» Exercise objective:
Repeat what the lines below say, word for word, and skip every image.

--- start of Data for the task ---

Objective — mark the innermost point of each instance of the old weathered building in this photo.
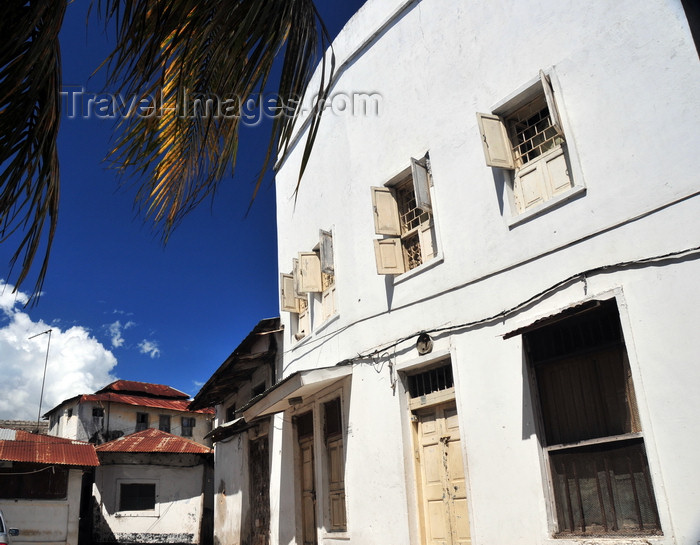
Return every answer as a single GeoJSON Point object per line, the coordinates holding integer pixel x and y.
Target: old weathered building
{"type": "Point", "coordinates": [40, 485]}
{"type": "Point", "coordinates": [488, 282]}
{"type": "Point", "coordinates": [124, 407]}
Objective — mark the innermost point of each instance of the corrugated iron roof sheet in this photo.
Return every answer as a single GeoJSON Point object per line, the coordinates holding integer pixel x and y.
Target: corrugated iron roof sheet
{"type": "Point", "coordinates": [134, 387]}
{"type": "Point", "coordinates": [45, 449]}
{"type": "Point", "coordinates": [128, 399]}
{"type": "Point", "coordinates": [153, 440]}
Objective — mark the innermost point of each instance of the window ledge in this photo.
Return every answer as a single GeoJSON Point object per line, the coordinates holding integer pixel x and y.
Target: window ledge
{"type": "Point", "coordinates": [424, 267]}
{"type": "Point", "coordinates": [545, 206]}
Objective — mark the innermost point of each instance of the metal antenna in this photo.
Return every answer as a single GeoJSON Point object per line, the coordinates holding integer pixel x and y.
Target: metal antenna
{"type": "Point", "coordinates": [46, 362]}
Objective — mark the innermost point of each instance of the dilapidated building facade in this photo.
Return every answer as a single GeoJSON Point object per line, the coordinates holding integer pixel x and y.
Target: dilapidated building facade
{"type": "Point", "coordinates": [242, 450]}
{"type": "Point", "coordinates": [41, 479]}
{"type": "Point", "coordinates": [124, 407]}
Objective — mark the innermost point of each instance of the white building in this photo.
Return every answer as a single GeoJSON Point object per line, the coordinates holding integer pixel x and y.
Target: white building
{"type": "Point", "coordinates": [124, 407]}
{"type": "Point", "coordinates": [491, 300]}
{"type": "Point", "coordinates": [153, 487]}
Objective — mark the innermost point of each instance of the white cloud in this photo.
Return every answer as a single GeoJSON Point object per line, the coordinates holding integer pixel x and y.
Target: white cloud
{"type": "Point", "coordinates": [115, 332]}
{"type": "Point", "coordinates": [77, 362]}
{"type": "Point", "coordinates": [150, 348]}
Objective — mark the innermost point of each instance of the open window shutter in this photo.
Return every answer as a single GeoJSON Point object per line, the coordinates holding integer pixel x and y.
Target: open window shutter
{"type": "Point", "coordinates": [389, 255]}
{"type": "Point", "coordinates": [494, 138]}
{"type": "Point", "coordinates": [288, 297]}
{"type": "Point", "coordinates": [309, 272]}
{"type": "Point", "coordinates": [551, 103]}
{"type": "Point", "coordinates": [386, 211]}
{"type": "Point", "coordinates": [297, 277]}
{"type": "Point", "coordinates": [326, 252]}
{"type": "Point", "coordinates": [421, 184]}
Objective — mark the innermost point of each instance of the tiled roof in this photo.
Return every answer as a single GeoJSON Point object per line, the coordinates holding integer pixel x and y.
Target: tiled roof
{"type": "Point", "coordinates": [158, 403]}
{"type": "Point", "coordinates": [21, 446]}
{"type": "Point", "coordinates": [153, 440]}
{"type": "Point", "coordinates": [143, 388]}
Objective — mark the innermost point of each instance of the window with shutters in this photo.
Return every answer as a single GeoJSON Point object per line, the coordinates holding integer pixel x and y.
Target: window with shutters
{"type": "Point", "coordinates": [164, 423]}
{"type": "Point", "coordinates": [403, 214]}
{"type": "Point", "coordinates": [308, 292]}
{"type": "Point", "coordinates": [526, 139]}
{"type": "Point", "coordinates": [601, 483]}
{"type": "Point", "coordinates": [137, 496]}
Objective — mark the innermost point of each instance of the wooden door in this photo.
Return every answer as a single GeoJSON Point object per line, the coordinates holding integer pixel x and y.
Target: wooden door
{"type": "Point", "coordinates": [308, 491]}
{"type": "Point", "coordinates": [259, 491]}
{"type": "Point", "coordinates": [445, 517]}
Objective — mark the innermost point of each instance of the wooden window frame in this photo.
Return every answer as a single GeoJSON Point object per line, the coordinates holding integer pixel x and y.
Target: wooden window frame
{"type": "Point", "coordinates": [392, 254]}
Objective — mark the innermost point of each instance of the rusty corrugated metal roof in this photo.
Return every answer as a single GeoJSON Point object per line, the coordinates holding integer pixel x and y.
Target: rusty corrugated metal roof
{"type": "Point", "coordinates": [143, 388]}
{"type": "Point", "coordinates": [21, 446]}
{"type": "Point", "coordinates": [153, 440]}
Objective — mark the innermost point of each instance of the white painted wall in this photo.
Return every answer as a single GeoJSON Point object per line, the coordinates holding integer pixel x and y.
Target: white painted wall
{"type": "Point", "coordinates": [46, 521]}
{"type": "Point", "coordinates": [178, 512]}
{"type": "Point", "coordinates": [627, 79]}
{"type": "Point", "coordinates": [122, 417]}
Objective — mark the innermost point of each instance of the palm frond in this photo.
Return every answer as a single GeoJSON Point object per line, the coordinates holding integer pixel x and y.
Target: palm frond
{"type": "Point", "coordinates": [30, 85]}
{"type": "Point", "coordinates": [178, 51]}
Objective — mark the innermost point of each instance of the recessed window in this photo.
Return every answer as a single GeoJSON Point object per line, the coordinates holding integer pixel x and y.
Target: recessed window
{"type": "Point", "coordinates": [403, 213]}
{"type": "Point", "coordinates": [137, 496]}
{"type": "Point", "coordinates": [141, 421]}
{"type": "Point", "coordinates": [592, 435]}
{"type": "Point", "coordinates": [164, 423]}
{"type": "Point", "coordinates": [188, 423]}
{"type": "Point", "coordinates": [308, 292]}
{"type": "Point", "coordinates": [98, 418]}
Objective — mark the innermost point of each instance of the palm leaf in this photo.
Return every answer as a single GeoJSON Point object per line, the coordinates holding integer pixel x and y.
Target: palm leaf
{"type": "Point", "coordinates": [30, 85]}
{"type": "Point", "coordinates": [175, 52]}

--- end of Data for the task ---

» Exercise response:
Objective — mark the innermost point of each instance of the old weathered building in this photo.
Return every answer as a single GeoJSON Point object per line, the coordinates holding integer pixel x and y.
Target: old weathered building
{"type": "Point", "coordinates": [40, 485]}
{"type": "Point", "coordinates": [488, 282]}
{"type": "Point", "coordinates": [124, 407]}
Objective — mark the innermost point of each instance of the corrugated iron roof sheet in this photo.
Return every answer as a single GeoJSON Point object per line, the coordinates holding integer pixel x and y.
Target: corrugated iron roof sheet
{"type": "Point", "coordinates": [134, 387]}
{"type": "Point", "coordinates": [45, 449]}
{"type": "Point", "coordinates": [128, 399]}
{"type": "Point", "coordinates": [153, 440]}
Objective — mark the innermost point of each instance of the window ledge in this photo.
Return every answer as a single GeoJSON Point object per line, the coordinates holding integer pixel x and y.
Target: window ledge
{"type": "Point", "coordinates": [424, 267]}
{"type": "Point", "coordinates": [545, 206]}
Objective — mark the innermost point of each instance of the metal antenna in this photo.
Return every answer as a single GeoJSON Point object per line, the coordinates holding integer pixel x and y.
Target: metal antenna
{"type": "Point", "coordinates": [46, 362]}
Objective — mark the innermost point of each instance of the dilapidated building facade in this photo.
Return every answer as a single GeoJSON Point object per line, the coordinates holding integer pixel x and y.
Target: dilapidated building facade
{"type": "Point", "coordinates": [242, 450]}
{"type": "Point", "coordinates": [41, 479]}
{"type": "Point", "coordinates": [124, 407]}
Objective — mark the innermost point of each instance of the white building in this photo.
Return every answer as a single GeoJSON Point object per line, the coordinates holding integer pixel x and y.
Target: white building
{"type": "Point", "coordinates": [124, 407]}
{"type": "Point", "coordinates": [491, 300]}
{"type": "Point", "coordinates": [153, 487]}
Objective — mark the innermost point of each instance of the white cloud in this photo.
Return every answer as a single GeoJSON Point object per line, the coordinates holding integer pixel x and y.
Target: white cloud
{"type": "Point", "coordinates": [115, 332]}
{"type": "Point", "coordinates": [77, 362]}
{"type": "Point", "coordinates": [150, 348]}
Objective — mark the innermost point of each instance of the open window shutter in this photo.
Return every answer as a single GeoJSON Point object per line, the coordinates holding integer pixel x and y.
Target: open window shutter
{"type": "Point", "coordinates": [389, 255]}
{"type": "Point", "coordinates": [494, 138]}
{"type": "Point", "coordinates": [288, 297]}
{"type": "Point", "coordinates": [309, 272]}
{"type": "Point", "coordinates": [551, 103]}
{"type": "Point", "coordinates": [386, 211]}
{"type": "Point", "coordinates": [297, 277]}
{"type": "Point", "coordinates": [326, 252]}
{"type": "Point", "coordinates": [421, 184]}
Objective — mark the innermost point of each instance of the tiled roof in this photo.
Return every answer as a single GeoJSON Point object per line, the coordinates holding integer pixel x and y.
Target: tiled roof
{"type": "Point", "coordinates": [158, 403]}
{"type": "Point", "coordinates": [21, 446]}
{"type": "Point", "coordinates": [153, 440]}
{"type": "Point", "coordinates": [143, 388]}
Objective — mark the innermost point of each instance of the window with shutters in this photo.
Return every answer as a single GeoJSON Point object per line, the coordinates holding integer pixel x and y.
Target: window with shutters
{"type": "Point", "coordinates": [164, 423]}
{"type": "Point", "coordinates": [403, 214]}
{"type": "Point", "coordinates": [308, 292]}
{"type": "Point", "coordinates": [526, 139]}
{"type": "Point", "coordinates": [601, 483]}
{"type": "Point", "coordinates": [137, 496]}
Objective — mark the innermost point of each instance of the wooden door in this photo.
Return every answer as a single GeoJSON Point object per line, the coordinates holding integer pixel x and y.
Target: wooden door
{"type": "Point", "coordinates": [308, 491]}
{"type": "Point", "coordinates": [259, 491]}
{"type": "Point", "coordinates": [445, 517]}
Objective — mark the innermost point of each instance of the wooden window frame in this photo.
Return every answer as a single GeoJSON Point object per line, the coordinates holding integer pixel x and y.
Target: wooden window frame
{"type": "Point", "coordinates": [392, 254]}
Objective — mark the innermost point of each instance of the rusty corrugated metal roof in this photo.
Return every answer as a single GeoJSON Point object per line, the coordinates holding integer pixel x and y.
Target: rusty corrugated metal roof
{"type": "Point", "coordinates": [143, 388]}
{"type": "Point", "coordinates": [21, 446]}
{"type": "Point", "coordinates": [153, 440]}
Objective — mark the innermost point of each instance of the white painted wall in this photo.
Return every answer as a single GeoJSON Point object per line, the coordinates holding integer pixel x and y.
Target: white painted wall
{"type": "Point", "coordinates": [46, 521]}
{"type": "Point", "coordinates": [178, 512]}
{"type": "Point", "coordinates": [627, 79]}
{"type": "Point", "coordinates": [122, 417]}
Objective — mark the innermost point of each instance of the palm frond in this photo.
Return every answer as a single GeoJSON Point object per line, the coordinates holding integer pixel x and y.
Target: palm frond
{"type": "Point", "coordinates": [30, 85]}
{"type": "Point", "coordinates": [178, 51]}
Objective — mark the innermost point of each instance of the recessed window in this photo.
Return every answer as a single GeoJSON Point object per line, the coordinates holding integer pixel x and y.
Target: recessed window
{"type": "Point", "coordinates": [403, 213]}
{"type": "Point", "coordinates": [137, 496]}
{"type": "Point", "coordinates": [141, 421]}
{"type": "Point", "coordinates": [592, 435]}
{"type": "Point", "coordinates": [164, 423]}
{"type": "Point", "coordinates": [188, 423]}
{"type": "Point", "coordinates": [308, 292]}
{"type": "Point", "coordinates": [98, 418]}
Objective — mark the innermost point of each instance of the palm leaf in this photo.
Return every answer as a single GeoJSON Point object per line, the coordinates holding integer pixel x and y.
Target: palm leaf
{"type": "Point", "coordinates": [30, 85]}
{"type": "Point", "coordinates": [175, 52]}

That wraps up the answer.